*Tâche courte*
Dites si chacune des affirmations suivantes concorde avec l'extrait sur Venise, en répondant par oui ou par non et en citant mot pour mot les mots décisifs de l'extrait. 1. Holofernes reprend la formule de Florio dans son intégralité. 2. En 1591, le thème de la richesse et de l'abondance est repris sur un mode ironique. 3. Selon Frances Yates, l'acteur jouant Holofernes faisait reconnaître au public la voix de Florio.

P: I would not for anything in the world omit the seeing of that renowned citie of Venice, which of many is called the impossible within the impossible.
S: Who sees not Venice cannot esteeme it, but he that sees it payes well for it. /Ma chi ti vede, ben gli costa7.

8Au moment où le cadre formé par l’expression « the impossible within the impossible » semble fixer l’irréel de la contingence, l’imbrication qui sous-tend la formulation rhétorique ouvre alors l’espace sur un second plan, créant ainsi une autre perspective. En outre, la thématique de la richesse et de l’abondance évoquée dans les First Fruites est reprise, en 1591, par le second personnage mais sur un mode ironique, insistant sur le coût engendré pour le voyageur qui se rend à Venise. Il est aisé de mesurer le fossé qui sépare ces deux textes, d’une description figée dans le cliché à une description dont la modalité hyberbolique se complexifie, témoignage indirect de l’émergence dans les années 1590 du voyage éducatif.  Il n’est d’ailleurs pas fortuit que le personnage d’Holofernes tronque la citation et ne retienne que la première partie de la formule de Florio.  La réplique témoigne, dans le même temps, de l’évolution du curriculum élisabéthain, qui désormais ajoute les proverbes de Florio au répertoire pastoral des Eclogues du Mantuan.  Frances Yates note que l’acteur jouant le rôle d’Holofernes déclamait le proverbe de telle façon que le public reconnaisse la voix et la diction de Florio lui-même8 :

Holofernes : …..Ah, good old Mantuan! I may speak of thee as the traveller doth of Venice;
Venetia, Venetia,
Chi non ti vede non ti pretia. 
(IV. 2.83-86)

*Données fournies*
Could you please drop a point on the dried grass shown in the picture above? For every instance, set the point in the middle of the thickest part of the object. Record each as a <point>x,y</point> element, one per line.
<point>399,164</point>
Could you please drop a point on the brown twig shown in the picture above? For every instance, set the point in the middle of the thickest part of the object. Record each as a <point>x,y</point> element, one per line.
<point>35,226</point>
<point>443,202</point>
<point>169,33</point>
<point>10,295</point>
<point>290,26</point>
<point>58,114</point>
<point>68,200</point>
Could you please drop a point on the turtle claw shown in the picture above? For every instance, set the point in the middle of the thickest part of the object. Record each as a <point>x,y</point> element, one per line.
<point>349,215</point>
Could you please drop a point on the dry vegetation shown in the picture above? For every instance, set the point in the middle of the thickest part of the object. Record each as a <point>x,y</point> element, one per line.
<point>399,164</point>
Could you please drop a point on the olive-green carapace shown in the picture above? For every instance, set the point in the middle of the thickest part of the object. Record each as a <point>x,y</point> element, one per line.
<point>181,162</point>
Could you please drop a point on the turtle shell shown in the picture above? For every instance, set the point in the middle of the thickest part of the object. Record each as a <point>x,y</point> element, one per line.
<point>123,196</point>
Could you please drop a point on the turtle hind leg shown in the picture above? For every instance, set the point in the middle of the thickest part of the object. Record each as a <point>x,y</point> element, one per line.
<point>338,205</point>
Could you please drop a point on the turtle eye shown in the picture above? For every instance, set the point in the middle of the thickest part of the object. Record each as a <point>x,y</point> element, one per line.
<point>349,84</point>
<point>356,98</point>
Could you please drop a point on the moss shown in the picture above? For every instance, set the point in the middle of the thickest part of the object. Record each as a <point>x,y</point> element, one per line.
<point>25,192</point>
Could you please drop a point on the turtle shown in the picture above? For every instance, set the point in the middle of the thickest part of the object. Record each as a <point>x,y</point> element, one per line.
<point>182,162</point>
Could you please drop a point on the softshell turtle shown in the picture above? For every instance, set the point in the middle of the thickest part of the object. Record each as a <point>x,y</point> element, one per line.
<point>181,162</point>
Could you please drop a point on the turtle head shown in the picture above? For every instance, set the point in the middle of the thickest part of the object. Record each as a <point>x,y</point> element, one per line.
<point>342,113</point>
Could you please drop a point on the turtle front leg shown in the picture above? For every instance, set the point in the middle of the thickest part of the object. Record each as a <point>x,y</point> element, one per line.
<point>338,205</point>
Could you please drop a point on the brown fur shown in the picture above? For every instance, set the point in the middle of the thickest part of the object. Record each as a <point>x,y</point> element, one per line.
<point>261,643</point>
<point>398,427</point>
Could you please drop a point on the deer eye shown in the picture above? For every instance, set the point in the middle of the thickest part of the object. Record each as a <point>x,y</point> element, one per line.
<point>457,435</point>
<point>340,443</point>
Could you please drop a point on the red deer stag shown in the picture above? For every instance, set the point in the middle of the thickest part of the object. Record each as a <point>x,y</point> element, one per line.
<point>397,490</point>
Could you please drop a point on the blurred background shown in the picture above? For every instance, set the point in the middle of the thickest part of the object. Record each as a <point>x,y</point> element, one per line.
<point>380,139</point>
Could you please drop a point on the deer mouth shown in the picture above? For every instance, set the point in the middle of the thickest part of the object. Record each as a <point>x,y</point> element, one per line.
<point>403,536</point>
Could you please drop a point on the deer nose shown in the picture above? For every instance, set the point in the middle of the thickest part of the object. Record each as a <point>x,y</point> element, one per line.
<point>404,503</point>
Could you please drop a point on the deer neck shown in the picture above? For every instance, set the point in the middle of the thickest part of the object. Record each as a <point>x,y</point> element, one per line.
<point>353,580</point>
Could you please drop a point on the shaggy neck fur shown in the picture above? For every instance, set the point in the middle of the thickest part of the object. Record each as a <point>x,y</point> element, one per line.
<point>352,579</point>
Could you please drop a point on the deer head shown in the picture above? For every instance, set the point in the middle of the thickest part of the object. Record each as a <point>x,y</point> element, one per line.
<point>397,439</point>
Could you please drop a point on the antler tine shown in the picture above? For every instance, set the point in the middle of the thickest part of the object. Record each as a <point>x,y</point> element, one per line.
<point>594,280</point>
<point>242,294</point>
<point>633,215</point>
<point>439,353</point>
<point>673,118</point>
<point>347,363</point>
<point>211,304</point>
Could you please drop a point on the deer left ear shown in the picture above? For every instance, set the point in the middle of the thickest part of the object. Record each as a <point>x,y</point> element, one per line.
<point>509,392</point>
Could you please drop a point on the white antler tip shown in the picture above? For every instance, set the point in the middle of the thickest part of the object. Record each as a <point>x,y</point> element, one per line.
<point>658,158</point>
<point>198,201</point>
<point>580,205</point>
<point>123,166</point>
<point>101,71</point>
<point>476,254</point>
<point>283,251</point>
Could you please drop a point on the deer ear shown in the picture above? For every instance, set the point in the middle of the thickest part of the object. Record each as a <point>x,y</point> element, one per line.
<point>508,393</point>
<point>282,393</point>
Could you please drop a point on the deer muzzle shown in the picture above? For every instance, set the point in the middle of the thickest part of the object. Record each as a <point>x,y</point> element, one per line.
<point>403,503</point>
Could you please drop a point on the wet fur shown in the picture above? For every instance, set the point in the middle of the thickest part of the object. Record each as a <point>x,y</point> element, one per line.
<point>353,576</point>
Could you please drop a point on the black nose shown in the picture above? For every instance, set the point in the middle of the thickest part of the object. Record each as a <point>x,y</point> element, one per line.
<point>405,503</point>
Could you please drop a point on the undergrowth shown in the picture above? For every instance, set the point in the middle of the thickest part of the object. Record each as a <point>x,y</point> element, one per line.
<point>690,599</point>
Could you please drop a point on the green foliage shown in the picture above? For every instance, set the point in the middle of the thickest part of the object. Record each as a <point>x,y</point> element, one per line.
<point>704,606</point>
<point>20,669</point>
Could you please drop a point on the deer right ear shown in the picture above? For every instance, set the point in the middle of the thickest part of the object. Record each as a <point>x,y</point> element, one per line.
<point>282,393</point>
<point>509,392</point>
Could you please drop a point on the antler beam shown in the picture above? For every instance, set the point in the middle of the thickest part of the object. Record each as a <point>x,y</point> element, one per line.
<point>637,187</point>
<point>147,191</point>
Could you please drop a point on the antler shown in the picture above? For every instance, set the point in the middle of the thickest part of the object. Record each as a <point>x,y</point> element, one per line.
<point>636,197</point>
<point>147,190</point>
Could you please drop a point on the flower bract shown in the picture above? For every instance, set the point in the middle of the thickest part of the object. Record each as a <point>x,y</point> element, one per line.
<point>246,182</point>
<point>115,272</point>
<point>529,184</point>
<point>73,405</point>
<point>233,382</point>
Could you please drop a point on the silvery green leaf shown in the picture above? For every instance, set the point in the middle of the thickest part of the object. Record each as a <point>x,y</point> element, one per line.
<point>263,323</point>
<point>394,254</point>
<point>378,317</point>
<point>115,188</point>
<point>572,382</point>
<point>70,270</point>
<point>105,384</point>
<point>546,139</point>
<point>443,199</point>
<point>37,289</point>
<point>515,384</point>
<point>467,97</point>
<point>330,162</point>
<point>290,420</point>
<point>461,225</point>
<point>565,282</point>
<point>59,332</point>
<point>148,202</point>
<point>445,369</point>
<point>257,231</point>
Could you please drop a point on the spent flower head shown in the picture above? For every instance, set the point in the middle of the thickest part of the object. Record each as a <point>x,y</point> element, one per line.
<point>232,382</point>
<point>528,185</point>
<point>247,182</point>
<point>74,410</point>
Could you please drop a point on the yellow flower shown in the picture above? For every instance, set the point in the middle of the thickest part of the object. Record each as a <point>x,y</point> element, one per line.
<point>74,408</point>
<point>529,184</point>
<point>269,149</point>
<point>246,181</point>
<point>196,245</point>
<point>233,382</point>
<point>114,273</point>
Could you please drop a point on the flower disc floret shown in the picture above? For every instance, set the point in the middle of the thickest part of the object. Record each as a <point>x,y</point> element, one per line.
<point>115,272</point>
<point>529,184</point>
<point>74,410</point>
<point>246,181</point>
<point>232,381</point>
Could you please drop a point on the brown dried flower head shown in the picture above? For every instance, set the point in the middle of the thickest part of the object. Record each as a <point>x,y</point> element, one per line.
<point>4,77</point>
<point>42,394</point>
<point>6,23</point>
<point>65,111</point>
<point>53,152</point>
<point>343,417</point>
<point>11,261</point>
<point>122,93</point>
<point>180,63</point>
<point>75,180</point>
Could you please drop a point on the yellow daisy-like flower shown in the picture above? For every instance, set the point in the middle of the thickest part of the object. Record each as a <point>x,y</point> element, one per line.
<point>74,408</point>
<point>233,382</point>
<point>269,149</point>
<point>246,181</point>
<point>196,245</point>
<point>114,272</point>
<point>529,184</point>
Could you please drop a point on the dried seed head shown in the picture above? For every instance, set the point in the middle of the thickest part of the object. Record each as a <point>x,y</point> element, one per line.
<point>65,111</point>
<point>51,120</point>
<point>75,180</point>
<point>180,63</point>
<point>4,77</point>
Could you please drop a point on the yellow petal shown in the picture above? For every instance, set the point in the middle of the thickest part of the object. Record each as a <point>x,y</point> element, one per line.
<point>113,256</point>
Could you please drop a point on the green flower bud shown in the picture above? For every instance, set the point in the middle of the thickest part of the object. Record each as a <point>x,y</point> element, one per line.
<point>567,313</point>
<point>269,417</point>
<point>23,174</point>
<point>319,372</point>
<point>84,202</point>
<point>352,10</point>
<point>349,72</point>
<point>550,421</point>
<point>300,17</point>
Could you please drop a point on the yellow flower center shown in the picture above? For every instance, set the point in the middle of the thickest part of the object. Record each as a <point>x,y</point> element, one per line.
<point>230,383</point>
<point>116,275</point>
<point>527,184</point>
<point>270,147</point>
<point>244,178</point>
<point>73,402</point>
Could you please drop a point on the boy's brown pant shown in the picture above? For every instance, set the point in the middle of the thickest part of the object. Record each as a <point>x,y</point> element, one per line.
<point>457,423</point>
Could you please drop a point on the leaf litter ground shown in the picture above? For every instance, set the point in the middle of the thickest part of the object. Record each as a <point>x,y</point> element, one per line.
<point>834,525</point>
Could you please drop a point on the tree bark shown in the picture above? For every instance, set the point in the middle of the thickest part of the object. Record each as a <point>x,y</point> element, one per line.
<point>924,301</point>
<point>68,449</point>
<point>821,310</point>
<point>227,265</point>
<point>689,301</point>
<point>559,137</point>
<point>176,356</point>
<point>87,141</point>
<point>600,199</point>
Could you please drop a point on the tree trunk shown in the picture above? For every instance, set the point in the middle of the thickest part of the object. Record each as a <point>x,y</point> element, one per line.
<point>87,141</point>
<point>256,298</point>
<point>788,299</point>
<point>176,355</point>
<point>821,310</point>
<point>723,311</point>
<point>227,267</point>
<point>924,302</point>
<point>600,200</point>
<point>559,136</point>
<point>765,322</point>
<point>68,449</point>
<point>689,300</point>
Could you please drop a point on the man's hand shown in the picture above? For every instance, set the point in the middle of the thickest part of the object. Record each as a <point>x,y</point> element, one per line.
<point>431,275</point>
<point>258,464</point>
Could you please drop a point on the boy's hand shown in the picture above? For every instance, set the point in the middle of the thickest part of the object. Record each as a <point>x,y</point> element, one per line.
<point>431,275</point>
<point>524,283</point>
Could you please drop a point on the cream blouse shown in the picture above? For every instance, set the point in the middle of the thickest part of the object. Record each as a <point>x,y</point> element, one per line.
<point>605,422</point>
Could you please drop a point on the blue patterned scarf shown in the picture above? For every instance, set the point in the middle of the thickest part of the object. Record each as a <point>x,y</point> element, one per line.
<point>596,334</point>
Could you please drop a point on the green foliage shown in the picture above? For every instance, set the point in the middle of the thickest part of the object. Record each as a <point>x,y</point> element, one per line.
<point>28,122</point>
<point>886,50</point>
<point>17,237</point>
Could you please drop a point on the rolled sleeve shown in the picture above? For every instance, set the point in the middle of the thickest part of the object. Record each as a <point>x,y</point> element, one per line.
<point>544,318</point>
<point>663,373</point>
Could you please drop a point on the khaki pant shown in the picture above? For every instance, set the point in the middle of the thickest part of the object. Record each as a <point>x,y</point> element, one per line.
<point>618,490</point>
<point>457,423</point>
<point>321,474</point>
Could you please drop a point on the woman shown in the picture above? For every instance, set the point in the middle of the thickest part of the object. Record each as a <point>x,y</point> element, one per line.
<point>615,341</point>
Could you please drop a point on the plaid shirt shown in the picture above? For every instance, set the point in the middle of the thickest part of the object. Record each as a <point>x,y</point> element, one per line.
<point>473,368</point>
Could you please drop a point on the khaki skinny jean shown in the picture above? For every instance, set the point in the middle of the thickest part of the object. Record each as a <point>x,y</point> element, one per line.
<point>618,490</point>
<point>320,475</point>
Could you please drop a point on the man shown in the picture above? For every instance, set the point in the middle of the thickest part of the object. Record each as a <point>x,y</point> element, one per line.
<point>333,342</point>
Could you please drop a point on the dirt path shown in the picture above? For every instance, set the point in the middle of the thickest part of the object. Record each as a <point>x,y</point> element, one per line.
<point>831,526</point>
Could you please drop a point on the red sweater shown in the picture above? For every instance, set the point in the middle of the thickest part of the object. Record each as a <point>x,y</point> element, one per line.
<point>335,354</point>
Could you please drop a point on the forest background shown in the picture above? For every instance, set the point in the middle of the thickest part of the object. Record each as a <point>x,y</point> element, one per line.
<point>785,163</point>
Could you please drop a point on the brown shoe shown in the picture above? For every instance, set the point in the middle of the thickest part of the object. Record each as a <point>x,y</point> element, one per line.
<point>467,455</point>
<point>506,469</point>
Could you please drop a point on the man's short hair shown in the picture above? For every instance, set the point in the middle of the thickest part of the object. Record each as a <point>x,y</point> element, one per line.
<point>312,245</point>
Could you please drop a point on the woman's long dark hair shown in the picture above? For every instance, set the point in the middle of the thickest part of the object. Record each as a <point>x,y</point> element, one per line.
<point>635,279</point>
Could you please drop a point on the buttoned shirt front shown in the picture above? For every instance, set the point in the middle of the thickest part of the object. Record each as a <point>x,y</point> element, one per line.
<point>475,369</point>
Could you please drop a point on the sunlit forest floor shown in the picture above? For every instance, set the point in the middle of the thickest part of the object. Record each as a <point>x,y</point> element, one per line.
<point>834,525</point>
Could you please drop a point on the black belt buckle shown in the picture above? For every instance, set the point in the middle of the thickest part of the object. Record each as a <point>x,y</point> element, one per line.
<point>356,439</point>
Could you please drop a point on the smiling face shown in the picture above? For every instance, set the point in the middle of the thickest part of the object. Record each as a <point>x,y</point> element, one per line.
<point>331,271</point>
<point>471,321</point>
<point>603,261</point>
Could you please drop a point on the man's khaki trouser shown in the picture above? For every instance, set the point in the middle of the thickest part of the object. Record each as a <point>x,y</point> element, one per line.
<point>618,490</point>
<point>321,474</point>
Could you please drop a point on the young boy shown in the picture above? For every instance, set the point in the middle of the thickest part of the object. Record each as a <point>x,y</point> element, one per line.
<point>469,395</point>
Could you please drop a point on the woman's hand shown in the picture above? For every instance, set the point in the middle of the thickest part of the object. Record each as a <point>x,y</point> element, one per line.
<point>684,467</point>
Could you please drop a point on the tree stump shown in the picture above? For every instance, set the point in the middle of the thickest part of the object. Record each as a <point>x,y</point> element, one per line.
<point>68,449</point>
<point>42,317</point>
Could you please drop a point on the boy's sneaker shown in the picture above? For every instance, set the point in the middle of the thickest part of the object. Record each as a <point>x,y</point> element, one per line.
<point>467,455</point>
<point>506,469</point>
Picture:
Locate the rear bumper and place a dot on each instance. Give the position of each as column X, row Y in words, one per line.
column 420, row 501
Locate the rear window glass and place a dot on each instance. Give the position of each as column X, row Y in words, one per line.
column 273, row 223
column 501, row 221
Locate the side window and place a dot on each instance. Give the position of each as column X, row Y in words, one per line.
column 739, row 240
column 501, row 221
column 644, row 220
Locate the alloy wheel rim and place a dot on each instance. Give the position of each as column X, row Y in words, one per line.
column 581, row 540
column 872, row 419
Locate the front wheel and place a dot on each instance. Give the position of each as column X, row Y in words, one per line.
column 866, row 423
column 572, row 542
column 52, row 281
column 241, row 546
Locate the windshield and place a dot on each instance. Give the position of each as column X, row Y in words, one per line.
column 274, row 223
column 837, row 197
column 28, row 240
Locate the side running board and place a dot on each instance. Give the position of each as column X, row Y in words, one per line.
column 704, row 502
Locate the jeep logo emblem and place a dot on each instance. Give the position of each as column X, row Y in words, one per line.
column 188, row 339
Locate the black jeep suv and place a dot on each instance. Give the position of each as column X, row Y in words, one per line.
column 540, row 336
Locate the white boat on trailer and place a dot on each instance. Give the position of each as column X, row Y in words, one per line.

*La réponse*
1. Non : « le personnage d’Holofernes tronque la citation et ne retienne que la première partie de la formule de Florio »
2. Oui : « est reprise, en 1591, par le second personnage mais sur un mode ironique »
3. Oui : « le public reconnaisse la voix et la diction de Florio lui-même »